TEXT BLOCK ::
Konami Collector's Series: Arcade Advanced, known in Europe as Konami Collector's Series: Arcade Classics, is a compilation video game created by Konami. It was first released on March 22, 2002 for the Game Boy Advance. A version was also released as a plug & play by Majesco Entertainment.

Games
Arcade Advanced is a compilation of six popular Konami games from the 1980s: Rush'n Attack, Frogger, Gyruss, Time Pilot, Scramble, and Yie Ar Kung-Fu. The games themselves are very accurate ports, with some minor exceptions. Four of the six games feature a two player mode which can be played both with and without a second cartridge, but having a second cartridge offers additional gameplay benefits. The famous Konami Code can also be used to enhance each of the games.

Frogger
Frogger is ported accurately except for the title screen theme song (in order to avoid copyright problems for using the children's song Inu no Omawarisan), and the score and lives display. It has a two player mode with a second orange frog that uses updated graphics. These graphics can be unlocked in the single player mode of Frogger by entering the Konami code at the title screen. Also the "skull and crossbones" symbol when the frog died have been shorten to a half-second, making it hard to see.

Scramble
Scramble is ported accurately except the score and lives display has been altered and the Konami code allows for updated graphics, the choice of three ships with different abilities and music during gameplay. There is no two player mode.

Gyruss
Gyruss is ported accurately except the score and lives display has been altered and the Konami code allows the player to play three additional very difficult stages of the game in a black hole and unlock a permanent double ship afterwards for the rest of the game.

Time Pilot
Time Pilot is ported accurately except the score and lives display has been altered, and entering the Konami code allows for a sixth era to be playable at the end of each cycle through time called 1,000,000,000 BC in which the player must shoot pterodactyls. The game can shoot normally after entering the Konami code but it is also possible to hold down the fire button and after a pause the ship will start to shoot infinite bullets without having to press the fire button over and over again. There is also a two player mode where the players play on separate fields and try to rack up the highest score. If the two player mode is played with one cartridge, enemies appear in groups of three; if it is played with two enemies appear in groups of five.

ENTRIES ::
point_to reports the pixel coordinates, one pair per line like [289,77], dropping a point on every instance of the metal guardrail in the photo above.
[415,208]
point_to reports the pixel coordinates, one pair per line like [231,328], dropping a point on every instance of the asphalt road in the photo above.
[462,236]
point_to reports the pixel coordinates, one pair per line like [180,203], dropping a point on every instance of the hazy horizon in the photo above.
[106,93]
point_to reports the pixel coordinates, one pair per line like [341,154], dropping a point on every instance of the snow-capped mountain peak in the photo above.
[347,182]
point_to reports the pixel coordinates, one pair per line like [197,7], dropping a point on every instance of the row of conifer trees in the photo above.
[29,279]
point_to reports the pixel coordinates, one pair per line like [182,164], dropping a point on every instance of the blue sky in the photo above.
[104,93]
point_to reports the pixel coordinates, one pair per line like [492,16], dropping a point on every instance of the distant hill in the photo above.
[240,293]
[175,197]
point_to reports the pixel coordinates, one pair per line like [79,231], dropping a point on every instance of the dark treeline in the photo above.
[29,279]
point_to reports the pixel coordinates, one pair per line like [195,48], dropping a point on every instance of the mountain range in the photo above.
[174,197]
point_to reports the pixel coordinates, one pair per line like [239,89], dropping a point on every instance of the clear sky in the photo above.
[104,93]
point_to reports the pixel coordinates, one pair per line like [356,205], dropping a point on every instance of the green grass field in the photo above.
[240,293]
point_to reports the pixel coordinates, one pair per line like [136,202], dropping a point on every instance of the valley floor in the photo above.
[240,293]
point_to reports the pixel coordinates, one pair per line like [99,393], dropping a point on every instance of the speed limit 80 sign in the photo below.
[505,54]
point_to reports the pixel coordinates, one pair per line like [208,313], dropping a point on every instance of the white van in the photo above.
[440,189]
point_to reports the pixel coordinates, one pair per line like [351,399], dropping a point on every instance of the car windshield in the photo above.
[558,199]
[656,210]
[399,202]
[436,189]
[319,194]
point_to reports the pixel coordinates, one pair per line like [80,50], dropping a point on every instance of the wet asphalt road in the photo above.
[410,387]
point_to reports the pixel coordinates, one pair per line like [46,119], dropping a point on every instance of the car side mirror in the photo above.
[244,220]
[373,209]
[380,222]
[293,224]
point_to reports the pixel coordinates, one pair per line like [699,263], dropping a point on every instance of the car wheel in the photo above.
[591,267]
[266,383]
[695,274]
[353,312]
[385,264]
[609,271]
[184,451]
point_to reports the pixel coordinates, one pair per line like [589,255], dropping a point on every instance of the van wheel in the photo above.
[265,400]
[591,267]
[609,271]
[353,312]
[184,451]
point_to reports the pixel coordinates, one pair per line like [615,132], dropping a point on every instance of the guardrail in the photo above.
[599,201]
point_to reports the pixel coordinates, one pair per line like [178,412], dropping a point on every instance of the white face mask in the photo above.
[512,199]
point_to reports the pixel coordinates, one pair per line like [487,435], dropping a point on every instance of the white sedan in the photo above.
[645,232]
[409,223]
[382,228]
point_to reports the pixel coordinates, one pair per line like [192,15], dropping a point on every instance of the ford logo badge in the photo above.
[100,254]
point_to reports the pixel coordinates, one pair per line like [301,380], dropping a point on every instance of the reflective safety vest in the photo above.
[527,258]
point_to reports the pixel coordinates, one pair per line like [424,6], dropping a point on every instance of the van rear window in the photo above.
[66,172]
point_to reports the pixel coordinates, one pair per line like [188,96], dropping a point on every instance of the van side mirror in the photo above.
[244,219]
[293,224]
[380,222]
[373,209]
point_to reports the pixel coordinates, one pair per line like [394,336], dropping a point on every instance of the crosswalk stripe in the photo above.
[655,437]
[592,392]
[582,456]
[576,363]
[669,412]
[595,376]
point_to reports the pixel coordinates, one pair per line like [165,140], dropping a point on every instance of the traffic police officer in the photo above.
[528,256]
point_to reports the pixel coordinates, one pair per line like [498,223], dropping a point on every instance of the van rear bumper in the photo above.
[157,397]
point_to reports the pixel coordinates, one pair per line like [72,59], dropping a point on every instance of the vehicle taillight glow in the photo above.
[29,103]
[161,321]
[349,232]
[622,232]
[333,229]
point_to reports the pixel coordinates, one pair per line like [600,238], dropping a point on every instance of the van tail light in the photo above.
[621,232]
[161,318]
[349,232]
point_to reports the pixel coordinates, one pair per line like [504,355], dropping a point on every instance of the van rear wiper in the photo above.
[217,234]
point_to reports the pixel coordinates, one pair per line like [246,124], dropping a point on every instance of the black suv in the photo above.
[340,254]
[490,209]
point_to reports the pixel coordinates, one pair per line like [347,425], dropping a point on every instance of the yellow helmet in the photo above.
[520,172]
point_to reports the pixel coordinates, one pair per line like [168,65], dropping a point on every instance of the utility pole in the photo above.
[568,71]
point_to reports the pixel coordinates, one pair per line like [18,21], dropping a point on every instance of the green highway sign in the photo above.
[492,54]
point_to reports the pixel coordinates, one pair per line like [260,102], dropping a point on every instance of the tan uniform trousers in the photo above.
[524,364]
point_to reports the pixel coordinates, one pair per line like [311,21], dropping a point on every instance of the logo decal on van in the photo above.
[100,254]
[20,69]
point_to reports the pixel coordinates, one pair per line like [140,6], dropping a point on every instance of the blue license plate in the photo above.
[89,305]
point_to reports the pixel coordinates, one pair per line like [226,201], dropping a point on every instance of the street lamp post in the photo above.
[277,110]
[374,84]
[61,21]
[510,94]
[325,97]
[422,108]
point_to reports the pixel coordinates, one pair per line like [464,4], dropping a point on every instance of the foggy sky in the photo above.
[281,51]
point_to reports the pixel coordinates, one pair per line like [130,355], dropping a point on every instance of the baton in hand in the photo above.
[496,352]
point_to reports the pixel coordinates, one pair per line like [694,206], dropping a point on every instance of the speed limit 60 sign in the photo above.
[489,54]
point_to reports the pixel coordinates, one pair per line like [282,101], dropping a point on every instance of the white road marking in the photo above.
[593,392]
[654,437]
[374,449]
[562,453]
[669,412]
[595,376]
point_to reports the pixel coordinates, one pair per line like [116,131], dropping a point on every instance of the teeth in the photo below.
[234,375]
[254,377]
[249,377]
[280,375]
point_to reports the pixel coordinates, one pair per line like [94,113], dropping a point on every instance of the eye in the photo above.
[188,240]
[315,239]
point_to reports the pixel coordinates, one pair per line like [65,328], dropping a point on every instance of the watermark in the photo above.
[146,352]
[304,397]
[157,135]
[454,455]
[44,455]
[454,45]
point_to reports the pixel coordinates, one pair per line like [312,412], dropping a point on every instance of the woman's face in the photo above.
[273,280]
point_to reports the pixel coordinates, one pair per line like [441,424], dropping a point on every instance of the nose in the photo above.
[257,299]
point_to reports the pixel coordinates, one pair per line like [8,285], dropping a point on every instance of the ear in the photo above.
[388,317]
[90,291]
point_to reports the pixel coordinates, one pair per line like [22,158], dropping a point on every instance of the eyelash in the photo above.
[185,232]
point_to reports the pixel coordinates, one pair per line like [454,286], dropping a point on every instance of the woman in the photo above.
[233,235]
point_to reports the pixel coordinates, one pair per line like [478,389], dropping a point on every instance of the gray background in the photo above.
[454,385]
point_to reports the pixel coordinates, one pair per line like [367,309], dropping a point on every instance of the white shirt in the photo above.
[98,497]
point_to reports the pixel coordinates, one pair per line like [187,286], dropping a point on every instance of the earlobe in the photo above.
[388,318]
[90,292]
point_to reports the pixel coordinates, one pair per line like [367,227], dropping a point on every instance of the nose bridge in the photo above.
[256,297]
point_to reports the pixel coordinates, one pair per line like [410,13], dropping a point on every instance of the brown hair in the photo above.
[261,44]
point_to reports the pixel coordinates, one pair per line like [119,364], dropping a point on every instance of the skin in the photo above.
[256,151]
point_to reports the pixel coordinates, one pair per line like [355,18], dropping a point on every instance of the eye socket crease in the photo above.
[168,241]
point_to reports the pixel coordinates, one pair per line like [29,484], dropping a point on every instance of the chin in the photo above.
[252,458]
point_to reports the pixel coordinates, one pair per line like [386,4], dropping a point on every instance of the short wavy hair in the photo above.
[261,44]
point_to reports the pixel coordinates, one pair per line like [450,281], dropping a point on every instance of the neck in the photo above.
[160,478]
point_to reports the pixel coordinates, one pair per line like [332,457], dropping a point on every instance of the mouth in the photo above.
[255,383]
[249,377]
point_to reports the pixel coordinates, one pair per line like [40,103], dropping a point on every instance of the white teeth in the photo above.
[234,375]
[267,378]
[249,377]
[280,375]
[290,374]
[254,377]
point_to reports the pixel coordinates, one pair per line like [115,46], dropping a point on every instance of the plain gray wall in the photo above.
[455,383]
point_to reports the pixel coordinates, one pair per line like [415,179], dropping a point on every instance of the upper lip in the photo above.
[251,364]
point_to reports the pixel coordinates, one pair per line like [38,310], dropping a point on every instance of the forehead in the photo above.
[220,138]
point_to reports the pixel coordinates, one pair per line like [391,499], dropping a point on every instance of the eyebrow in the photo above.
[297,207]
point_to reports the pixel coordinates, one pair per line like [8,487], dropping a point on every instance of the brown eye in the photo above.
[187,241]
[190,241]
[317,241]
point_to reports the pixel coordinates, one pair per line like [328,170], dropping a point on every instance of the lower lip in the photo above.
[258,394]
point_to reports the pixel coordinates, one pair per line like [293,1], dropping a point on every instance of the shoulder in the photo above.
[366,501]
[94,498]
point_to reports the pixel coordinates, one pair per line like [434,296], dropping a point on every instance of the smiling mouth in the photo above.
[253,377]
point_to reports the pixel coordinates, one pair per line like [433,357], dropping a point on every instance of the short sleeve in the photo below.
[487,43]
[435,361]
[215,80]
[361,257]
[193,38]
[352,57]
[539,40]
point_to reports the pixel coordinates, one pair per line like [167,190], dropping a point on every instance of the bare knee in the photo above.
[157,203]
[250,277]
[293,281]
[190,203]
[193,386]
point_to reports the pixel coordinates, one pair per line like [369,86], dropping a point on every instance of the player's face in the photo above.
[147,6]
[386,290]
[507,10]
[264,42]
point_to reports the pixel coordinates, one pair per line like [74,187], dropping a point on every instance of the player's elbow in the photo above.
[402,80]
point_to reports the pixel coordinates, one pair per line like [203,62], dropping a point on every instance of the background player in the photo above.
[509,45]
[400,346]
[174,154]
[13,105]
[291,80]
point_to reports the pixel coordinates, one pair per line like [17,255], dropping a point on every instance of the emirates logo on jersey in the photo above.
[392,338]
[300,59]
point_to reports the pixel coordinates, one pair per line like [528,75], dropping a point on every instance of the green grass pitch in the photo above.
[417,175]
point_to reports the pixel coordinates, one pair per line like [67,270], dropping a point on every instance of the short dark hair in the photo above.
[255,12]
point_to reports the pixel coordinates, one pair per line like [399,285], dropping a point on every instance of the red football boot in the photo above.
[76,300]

TASKS ::
(A) Rewrite the Arcade Advanced text from "Konami Collector's Series: Arcade Advanced, known" up to and including "by Majesco Entertainment.", swapping "Game Boy Advance" for "handheld console".
(B) Carry on the Arcade Advanced text from the point where it ends.

RESPONSES PER TASK ::
(A)
Konami Collector's Series: Arcade Advanced, known in Europe as Konami Collector's Series: Arcade Classics, is a compilation video game created by Konami. It was first released on March 22, 2002 for the handheld console. A version was also released as a plug & play by Majesco Entertainment.

(B)
Yie Ar Kung-Fu
Yie Ar Kung-Fu is ported accurately except the score and graphics display is altered, there are no voice samples, the hit detection is improved, and the Konami code can be used to fight two extra fighters in a third gauntlet that is called Hot Fighting History, the same as the first Gauntlet but features a new background in a bamboo forest. There is a two player vs mode which presumably allows for gameplay as all of the fighters, even Feedle, and if playing with one cartridge only one background can be used but if playing with two cartridges both (or all three if the Konami code is inputted) can be used.

Rush'n Attack
Rush'n Attack is ported accurately except the score and lives display has been altered, the A button is used to jump (though up is still used to climb ladders), and the Konami code unlocks two stages exclusive to this version (Train and Hangar). These stages have new graphics on par with the arcade game and their backgrounds are of better quality. However the biggest change is the addition of a two player co-op versus mode that can be played both with one and two cartridges and allows the players to go through the stages together, each trying to get a better score.

Reception 

Konami Collector's Series: Arcade Advanced received "generally favorable" reviews, according to review aggregator Metacritic.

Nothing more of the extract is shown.